[Saved entries]
□ □ □ □ □ □ □
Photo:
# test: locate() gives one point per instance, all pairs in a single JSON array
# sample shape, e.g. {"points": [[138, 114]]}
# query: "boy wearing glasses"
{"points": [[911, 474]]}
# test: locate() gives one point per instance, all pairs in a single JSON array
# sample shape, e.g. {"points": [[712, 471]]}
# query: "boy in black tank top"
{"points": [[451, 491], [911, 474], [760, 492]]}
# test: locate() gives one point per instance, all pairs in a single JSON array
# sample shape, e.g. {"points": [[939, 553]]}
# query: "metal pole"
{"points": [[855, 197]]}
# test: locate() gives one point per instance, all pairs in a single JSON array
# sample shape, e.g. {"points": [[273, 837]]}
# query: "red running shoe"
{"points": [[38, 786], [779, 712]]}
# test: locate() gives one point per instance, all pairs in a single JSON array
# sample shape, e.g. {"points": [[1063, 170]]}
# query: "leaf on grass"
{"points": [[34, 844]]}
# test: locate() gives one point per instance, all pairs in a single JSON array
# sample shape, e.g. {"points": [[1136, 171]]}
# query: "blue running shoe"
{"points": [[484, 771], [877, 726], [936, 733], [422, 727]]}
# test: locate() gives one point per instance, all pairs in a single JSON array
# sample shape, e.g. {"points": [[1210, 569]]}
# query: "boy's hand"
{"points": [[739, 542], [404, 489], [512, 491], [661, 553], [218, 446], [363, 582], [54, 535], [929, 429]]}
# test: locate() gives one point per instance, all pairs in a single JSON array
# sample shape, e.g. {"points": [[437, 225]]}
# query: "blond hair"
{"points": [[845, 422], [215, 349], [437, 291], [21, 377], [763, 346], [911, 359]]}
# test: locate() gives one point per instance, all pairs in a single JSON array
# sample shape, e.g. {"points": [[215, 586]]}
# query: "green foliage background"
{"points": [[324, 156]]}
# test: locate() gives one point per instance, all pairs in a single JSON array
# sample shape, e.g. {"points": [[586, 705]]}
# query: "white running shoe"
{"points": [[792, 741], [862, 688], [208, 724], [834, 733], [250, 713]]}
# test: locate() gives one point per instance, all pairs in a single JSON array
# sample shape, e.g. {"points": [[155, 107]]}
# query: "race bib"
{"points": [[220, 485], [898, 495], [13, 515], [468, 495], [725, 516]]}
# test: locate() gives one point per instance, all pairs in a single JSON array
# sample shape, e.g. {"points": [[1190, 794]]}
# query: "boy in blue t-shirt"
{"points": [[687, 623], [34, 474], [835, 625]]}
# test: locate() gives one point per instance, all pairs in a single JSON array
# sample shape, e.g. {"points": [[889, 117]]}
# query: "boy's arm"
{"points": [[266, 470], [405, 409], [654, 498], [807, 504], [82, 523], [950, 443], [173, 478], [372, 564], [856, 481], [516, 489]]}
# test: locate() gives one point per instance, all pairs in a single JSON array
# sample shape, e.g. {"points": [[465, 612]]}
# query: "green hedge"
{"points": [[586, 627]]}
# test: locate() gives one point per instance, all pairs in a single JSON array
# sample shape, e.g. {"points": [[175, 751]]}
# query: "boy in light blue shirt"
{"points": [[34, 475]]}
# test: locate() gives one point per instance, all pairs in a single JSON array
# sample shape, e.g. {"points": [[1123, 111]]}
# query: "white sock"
□ □ □ □ □ □ □
§ Assignment:
All entries must be repeated verbatim.

§ Response below:
Photo:
# test: locate() gives one point per instance, all pairs in a single JSON array
# sample shape, e.g. {"points": [[138, 114]]}
# query: "boy wearing glasses"
{"points": [[911, 474]]}
# test: locate() gives one point per instance, all pairs in a single JSON array
# sample shape, e.g. {"points": [[712, 471]]}
# query: "boy in black tank top"
{"points": [[451, 491], [911, 474], [760, 492]]}
# test: locate() gives one point per instance, all pairs in a single JSON array
# sample shape, e.g. {"points": [[939, 553]]}
# query: "metal pole"
{"points": [[855, 197]]}
# test: locate() gives one point per instance, all pairs in a single JSON array
# sample shape, e.g. {"points": [[273, 837]]}
# query: "red running shoe"
{"points": [[38, 786], [779, 712]]}
# test: locate() gives one point per instance, all pairs in a single JSON array
# sample shape, e.g. {"points": [[1063, 170]]}
# query: "leaf on grass"
{"points": [[34, 844]]}
# test: locate() gives one point per instance, all pairs in a single JSON array
# sample shape, e.g. {"points": [[1136, 171]]}
# query: "blue running shoe"
{"points": [[484, 771], [877, 726], [936, 733], [422, 727]]}
# test: locate() gives one point per instance, all pairs in a single JSON array
# sample shape, e.g. {"points": [[1210, 569]]}
# query: "boy's hand"
{"points": [[739, 542], [404, 489], [512, 491], [661, 553], [218, 446], [363, 582], [54, 535], [929, 429]]}
# test: locate() gives one point per instance, all pairs in a single JSON array
# sample shape, e.g. {"points": [[437, 225]]}
# query: "blond hair"
{"points": [[845, 422], [215, 349], [437, 291], [21, 377], [763, 346], [911, 359]]}
# test: locate() gives one point per instance, all pairs in a single JSON array
# sample shape, e.g. {"points": [[215, 586]]}
# query: "green foliage background"
{"points": [[324, 156]]}
# test: locate() gives one point per instance, all pairs in a single JSON array
# sample shape, e.g. {"points": [[586, 705]]}
# query: "white running shoe"
{"points": [[792, 741], [862, 688], [208, 724], [834, 733], [250, 713]]}
# test: locate() gives one point per instance, all pairs in a single JSON array
# sample shape, e.g. {"points": [[155, 107]]}
# query: "race bib"
{"points": [[220, 485], [898, 495], [13, 515], [468, 495], [725, 516]]}
# test: locate() gives one point per instance, all pairs in a single JSON array
# sample shape, e.g. {"points": [[1190, 794]]}
# query: "boy in blue t-shirt"
{"points": [[687, 623], [34, 474], [835, 625]]}
# test: locate() gives one point per instance, all pairs in a single JSON array
# sample shape, e.g. {"points": [[889, 117]]}
# query: "boy's arm"
{"points": [[266, 470], [405, 409], [654, 498], [807, 504], [82, 523], [950, 443], [173, 478], [372, 564], [856, 481], [516, 489]]}
# test: locate() gives one point per instance, all pairs in a single JSON array
# sample shape, e.g. {"points": [[465, 612]]}
# query: "green hedge"
{"points": [[586, 627]]}
# test: locate() gives one point per instance, all pairs in a single JSON array
# sample shape, e.g. {"points": [[175, 751]]}
# query: "boy in light blue shirt"
{"points": [[34, 475]]}
# test: locate() gives one point per instance, all pairs in a single JSON array
# sample shape, e.g. {"points": [[1123, 111]]}
# query: "white sock"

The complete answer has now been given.